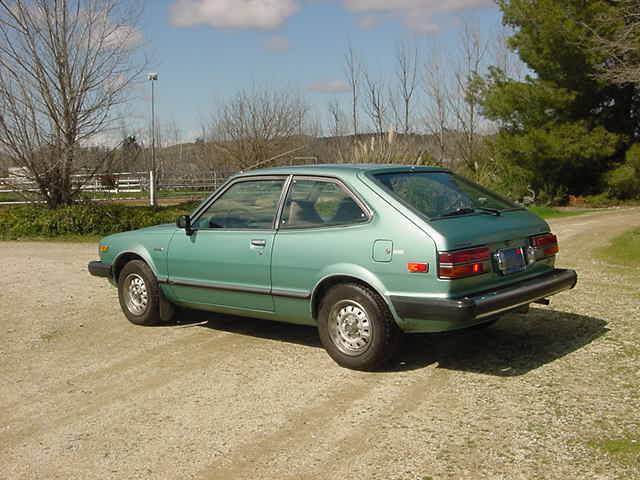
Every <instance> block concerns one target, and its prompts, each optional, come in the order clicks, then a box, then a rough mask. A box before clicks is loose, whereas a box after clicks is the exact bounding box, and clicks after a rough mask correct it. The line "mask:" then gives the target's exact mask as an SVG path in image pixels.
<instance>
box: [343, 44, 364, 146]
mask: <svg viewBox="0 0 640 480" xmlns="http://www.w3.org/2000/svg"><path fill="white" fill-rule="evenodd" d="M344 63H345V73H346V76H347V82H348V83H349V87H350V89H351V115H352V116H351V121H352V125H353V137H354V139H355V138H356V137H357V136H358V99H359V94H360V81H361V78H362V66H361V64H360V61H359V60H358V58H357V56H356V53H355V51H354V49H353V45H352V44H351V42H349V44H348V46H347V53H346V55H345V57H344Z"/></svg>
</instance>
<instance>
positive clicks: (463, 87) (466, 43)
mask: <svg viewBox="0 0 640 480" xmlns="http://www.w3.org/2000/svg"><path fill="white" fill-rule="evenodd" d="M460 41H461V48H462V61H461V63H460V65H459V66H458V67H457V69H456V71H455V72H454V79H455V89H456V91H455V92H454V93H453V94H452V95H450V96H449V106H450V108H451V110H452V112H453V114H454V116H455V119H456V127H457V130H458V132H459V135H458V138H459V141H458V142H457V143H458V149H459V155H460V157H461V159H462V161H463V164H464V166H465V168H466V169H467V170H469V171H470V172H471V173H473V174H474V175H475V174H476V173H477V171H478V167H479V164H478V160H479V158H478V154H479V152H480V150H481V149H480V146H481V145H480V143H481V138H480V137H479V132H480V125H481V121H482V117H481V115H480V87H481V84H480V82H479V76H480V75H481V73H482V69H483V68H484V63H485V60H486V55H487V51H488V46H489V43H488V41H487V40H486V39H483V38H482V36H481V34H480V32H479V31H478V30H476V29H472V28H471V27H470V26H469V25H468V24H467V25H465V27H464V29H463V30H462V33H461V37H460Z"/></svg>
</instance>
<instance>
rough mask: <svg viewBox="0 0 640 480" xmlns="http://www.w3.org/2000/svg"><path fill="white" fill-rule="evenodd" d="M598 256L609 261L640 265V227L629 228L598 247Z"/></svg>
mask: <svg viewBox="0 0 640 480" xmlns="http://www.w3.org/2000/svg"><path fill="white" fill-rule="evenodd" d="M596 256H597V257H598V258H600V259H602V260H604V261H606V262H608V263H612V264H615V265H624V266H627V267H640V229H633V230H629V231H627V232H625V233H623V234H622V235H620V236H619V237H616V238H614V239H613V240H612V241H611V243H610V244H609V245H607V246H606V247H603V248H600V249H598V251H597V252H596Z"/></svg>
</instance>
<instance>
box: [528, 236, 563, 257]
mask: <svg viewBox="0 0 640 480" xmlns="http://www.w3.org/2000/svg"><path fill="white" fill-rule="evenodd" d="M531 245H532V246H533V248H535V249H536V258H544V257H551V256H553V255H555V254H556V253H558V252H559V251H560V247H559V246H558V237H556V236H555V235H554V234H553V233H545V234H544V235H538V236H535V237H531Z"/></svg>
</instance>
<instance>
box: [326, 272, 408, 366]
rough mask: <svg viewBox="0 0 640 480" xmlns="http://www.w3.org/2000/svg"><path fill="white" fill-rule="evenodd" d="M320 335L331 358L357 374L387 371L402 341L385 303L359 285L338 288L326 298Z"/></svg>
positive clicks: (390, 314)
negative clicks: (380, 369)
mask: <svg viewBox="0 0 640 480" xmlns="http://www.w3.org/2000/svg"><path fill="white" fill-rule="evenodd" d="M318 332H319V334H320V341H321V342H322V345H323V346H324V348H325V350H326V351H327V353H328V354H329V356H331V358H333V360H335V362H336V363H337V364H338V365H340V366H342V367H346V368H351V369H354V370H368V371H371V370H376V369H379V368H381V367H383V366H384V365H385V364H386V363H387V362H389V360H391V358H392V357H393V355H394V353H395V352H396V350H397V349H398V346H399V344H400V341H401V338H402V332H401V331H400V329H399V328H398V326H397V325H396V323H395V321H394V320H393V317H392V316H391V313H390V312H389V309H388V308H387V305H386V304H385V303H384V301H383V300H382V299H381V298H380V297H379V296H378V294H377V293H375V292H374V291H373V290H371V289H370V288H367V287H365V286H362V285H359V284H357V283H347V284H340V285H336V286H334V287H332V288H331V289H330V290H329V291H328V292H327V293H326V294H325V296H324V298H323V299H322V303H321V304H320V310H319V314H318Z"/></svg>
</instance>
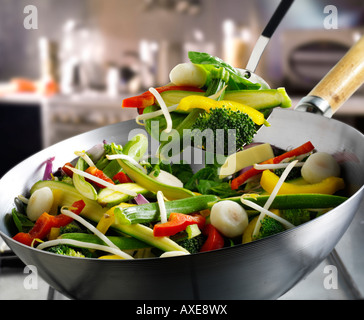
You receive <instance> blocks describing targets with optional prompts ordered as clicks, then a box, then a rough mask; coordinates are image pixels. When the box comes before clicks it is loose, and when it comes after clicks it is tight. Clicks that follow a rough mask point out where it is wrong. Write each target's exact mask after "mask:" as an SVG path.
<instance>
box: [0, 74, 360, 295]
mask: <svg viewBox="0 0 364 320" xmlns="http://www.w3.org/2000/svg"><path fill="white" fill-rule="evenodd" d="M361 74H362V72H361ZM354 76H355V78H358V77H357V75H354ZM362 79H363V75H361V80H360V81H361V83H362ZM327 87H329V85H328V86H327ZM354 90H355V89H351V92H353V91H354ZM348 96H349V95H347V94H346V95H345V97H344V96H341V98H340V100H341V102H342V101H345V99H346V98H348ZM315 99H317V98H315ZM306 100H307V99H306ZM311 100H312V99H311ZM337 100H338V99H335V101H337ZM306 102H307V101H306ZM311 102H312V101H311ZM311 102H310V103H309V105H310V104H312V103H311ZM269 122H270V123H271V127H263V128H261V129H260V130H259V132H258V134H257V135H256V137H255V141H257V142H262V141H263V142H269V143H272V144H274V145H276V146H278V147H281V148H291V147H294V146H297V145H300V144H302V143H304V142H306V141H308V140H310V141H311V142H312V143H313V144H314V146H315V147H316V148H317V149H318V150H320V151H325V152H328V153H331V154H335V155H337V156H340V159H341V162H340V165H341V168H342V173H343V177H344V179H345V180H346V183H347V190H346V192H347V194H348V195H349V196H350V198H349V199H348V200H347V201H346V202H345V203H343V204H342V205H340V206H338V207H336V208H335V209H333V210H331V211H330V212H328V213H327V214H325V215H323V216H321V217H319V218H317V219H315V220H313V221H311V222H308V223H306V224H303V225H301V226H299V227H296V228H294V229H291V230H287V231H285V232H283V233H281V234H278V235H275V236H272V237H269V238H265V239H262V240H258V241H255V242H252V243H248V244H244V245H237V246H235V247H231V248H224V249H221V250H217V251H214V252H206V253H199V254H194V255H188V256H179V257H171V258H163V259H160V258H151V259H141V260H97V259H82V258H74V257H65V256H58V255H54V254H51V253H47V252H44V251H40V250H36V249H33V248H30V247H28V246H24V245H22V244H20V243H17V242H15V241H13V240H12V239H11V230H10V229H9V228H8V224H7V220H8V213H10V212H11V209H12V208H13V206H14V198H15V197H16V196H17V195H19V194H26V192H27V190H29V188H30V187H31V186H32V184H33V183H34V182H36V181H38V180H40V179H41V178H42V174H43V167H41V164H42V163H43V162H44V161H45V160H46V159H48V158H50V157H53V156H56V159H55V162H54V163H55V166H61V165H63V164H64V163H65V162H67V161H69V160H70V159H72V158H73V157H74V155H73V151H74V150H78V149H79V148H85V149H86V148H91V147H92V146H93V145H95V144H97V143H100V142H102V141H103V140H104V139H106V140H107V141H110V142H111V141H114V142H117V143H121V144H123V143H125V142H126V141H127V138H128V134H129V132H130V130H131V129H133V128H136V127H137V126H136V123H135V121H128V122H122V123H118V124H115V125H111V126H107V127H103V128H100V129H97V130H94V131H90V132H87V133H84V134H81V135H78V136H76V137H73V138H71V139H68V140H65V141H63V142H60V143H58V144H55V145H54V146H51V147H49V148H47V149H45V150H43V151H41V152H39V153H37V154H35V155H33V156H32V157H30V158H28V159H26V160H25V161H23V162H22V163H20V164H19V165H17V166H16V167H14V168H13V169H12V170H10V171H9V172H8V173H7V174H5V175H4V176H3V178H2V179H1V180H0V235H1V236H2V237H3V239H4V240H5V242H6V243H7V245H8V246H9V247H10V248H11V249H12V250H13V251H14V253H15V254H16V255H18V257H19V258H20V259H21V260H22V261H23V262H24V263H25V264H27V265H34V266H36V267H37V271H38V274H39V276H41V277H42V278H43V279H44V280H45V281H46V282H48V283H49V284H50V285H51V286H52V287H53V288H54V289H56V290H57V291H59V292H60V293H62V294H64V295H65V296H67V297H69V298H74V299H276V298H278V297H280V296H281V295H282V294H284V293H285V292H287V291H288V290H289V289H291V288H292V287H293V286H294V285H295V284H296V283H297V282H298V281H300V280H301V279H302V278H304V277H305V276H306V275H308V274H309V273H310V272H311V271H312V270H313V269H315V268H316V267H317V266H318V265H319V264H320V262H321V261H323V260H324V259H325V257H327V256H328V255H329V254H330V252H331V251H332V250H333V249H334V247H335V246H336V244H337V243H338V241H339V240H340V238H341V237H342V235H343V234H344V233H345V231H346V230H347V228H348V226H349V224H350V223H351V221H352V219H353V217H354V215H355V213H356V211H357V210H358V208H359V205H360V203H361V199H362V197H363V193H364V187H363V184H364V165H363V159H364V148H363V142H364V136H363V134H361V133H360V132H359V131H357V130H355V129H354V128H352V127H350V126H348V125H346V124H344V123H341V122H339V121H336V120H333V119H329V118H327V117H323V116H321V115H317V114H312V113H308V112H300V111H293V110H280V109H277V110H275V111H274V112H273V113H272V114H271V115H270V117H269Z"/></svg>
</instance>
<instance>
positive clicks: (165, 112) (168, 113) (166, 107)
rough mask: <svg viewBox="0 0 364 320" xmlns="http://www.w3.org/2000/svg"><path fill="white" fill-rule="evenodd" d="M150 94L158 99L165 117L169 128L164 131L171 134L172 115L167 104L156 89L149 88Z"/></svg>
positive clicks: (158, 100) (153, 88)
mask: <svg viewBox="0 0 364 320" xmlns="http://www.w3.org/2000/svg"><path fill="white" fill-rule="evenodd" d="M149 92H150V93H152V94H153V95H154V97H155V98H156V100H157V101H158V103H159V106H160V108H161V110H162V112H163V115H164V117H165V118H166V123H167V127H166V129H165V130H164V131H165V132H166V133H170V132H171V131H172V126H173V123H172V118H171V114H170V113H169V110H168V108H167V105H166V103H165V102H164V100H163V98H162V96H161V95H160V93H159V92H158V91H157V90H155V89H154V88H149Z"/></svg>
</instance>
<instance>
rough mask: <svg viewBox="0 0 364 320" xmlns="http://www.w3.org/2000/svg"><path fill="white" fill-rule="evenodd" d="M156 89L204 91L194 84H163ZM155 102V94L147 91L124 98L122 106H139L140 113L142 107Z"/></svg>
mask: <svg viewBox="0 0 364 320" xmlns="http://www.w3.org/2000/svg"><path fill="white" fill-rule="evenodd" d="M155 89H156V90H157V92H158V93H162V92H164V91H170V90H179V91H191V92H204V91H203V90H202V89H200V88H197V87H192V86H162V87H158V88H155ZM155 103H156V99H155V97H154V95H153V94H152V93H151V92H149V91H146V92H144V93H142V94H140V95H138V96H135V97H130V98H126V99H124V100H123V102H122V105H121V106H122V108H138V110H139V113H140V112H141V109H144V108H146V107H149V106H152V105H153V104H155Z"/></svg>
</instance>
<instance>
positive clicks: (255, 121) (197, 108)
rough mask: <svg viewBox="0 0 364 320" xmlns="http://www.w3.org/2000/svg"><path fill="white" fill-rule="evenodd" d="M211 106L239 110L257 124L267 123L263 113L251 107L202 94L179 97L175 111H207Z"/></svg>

----

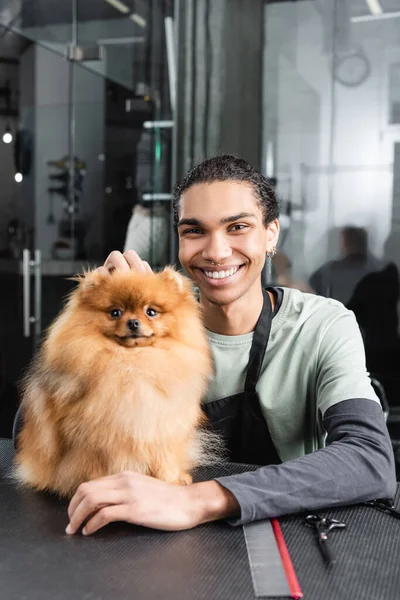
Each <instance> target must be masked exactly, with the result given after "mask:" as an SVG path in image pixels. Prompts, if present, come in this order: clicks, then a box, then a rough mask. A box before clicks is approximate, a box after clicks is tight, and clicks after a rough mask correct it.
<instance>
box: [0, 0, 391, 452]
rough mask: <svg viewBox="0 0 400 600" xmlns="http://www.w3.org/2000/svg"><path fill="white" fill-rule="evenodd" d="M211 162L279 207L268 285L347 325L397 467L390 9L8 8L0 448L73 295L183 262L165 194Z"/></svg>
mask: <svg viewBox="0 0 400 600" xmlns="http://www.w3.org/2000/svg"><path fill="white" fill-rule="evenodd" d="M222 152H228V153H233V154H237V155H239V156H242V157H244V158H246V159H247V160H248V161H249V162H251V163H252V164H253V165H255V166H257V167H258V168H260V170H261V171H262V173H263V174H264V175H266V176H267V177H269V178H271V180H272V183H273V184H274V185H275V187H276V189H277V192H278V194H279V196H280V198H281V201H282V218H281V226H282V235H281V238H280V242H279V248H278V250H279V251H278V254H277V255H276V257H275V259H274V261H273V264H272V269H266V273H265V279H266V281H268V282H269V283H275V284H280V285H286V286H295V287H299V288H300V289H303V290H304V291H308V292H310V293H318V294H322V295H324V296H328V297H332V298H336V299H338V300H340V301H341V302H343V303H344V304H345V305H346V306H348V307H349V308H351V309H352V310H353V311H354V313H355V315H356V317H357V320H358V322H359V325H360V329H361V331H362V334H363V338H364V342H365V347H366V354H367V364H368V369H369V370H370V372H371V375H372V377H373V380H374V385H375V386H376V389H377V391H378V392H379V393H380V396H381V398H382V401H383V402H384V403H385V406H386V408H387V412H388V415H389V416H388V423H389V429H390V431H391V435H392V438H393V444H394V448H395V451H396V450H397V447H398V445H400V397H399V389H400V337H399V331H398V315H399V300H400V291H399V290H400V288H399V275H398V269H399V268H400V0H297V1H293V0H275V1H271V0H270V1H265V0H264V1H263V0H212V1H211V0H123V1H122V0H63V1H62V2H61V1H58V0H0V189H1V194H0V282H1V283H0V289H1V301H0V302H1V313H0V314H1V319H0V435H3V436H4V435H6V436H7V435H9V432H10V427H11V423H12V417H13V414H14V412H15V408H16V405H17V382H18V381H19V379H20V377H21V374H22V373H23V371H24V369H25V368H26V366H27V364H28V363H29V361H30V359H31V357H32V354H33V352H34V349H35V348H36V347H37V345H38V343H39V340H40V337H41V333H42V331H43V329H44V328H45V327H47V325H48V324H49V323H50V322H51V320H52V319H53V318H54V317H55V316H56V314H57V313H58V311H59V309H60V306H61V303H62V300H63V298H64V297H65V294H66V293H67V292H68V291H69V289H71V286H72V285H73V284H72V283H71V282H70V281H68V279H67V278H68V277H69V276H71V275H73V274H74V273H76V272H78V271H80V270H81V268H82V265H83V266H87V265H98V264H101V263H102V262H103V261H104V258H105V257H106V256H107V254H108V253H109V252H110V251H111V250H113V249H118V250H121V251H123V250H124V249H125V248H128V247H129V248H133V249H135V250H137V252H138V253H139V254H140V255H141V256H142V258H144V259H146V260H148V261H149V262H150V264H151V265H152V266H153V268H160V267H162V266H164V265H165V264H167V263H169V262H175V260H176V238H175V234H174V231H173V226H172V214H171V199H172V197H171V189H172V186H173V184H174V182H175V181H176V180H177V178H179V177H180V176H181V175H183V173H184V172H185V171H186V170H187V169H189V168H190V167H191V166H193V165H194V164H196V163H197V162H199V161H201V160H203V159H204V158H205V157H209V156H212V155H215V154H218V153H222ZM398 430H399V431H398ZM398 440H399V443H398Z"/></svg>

----

Using the material above, report each line where "with" occurs.

You receive <instance> blocks describing targets with optional prompts ordered as clicks, then a box, then a rough mask; coordinates are image pixels. When the box comes before clicks it is loose, and when it comes after clicks it is tight. Clicks that follow a rough mask point out where it is wrong. Write each target's exact mask after "mask:" as an SVG path.
Each <instance> target must be masked exactly, with the result given after "mask:" as an SVG path in image pixels. Prompts, if present, come in this order: clicks, then a box, then a rough mask. A box before clicks is approximate, a box after clicks is tight, and clicks after a rough mask correct it.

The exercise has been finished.